== EXERCISE DATA ==
-.-.-

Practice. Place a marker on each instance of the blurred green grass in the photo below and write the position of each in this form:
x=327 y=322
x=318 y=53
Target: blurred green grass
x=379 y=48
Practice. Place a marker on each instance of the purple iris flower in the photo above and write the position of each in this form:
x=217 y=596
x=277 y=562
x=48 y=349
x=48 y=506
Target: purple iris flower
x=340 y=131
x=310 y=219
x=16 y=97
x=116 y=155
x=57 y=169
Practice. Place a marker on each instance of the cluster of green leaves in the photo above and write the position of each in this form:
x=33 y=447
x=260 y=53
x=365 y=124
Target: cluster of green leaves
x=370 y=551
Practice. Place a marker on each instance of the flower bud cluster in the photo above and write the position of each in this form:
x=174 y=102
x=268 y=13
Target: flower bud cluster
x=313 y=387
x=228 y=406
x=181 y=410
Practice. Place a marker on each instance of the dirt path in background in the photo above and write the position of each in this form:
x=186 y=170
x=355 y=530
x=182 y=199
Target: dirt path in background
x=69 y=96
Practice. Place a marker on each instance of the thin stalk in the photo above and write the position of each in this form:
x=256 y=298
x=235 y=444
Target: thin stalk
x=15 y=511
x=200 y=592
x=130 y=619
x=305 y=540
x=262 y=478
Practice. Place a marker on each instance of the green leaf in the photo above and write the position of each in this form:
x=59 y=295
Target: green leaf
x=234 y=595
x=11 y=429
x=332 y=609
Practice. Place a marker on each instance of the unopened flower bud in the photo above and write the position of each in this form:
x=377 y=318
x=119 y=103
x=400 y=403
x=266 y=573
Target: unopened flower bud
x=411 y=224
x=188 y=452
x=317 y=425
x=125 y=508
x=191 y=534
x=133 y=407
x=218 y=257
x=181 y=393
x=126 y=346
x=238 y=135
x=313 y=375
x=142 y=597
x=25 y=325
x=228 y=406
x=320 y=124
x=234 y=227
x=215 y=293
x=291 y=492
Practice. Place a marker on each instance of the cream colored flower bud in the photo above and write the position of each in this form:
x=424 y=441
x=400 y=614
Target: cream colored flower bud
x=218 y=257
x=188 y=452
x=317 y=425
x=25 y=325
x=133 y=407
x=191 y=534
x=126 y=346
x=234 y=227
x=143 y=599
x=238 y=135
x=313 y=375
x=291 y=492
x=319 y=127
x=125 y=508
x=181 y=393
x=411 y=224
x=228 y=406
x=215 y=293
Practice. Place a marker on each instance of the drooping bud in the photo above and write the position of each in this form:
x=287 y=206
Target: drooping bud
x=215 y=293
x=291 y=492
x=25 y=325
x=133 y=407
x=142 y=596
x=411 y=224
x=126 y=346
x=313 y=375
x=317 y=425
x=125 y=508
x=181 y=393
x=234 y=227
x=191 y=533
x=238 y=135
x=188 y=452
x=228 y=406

-.-.-

== TASK TO COMPLETE ==
From the first line to the last, please quote the material above exactly.

== ANSWER BOX ==
Practice. Place a marker on each instance of the blurred green grass in the photo below and write the position of each in this form:
x=327 y=322
x=318 y=53
Target: blurred green grass
x=379 y=48
Practice. Place a marker on each instance of the purple iris flower in the photo above and write the position of each in this form:
x=217 y=596
x=277 y=562
x=48 y=349
x=48 y=506
Target: purple iris flower
x=340 y=131
x=310 y=219
x=16 y=97
x=116 y=155
x=57 y=169
Practice. Place a marker on each instance of the cluster of green leaves in the photo above and write the position of each in this form:
x=33 y=447
x=260 y=53
x=365 y=124
Target: cluster of green leaves
x=370 y=551
Practice. Place a marker on each instance of the flower bud cluster in the photo above and write the position of each in this form:
x=174 y=102
x=268 y=13
Target: flower bud cluster
x=313 y=387
x=228 y=406
x=181 y=410
Practice. Place a marker on each instance of the dirt path in background in the photo above and write the position of each in this form:
x=186 y=170
x=355 y=530
x=182 y=199
Target: dirt path in background
x=69 y=96
Practice. Place a marker on each instance of the thin stalk in the photo above and write the position of each in this form:
x=256 y=298
x=235 y=444
Target: thin stalk
x=15 y=511
x=200 y=592
x=130 y=619
x=305 y=540
x=262 y=478
Practice. Place a marker on each instance of the green leaf in the photo above and write the position of each in this form:
x=59 y=295
Target: green leaf
x=234 y=595
x=11 y=429
x=332 y=609
Practice. Place a marker on each instance of the unopened flower bud in the photo above and write the position of each in this form:
x=377 y=318
x=119 y=103
x=400 y=403
x=266 y=573
Target: unopened flower bud
x=411 y=224
x=188 y=452
x=317 y=425
x=125 y=508
x=191 y=534
x=133 y=407
x=218 y=257
x=181 y=393
x=126 y=346
x=238 y=135
x=313 y=375
x=142 y=597
x=25 y=325
x=228 y=406
x=320 y=124
x=234 y=227
x=215 y=293
x=291 y=492
Practice. Place a marker on each instance of the cream colored flower bud in the photo above and write the position of each in this form:
x=424 y=441
x=400 y=614
Target: cream colored flower bud
x=218 y=257
x=188 y=452
x=317 y=425
x=25 y=325
x=133 y=407
x=191 y=534
x=126 y=346
x=234 y=227
x=143 y=599
x=238 y=135
x=313 y=375
x=291 y=492
x=319 y=127
x=125 y=508
x=181 y=393
x=411 y=224
x=228 y=406
x=215 y=293
Practice. Place a marker on each instance of the drooping bud in the photo above and write the position of each in this form:
x=287 y=206
Target: drooping bud
x=215 y=293
x=291 y=492
x=25 y=325
x=133 y=407
x=142 y=596
x=411 y=224
x=126 y=346
x=313 y=375
x=317 y=425
x=125 y=508
x=181 y=393
x=234 y=227
x=191 y=533
x=238 y=135
x=188 y=452
x=228 y=406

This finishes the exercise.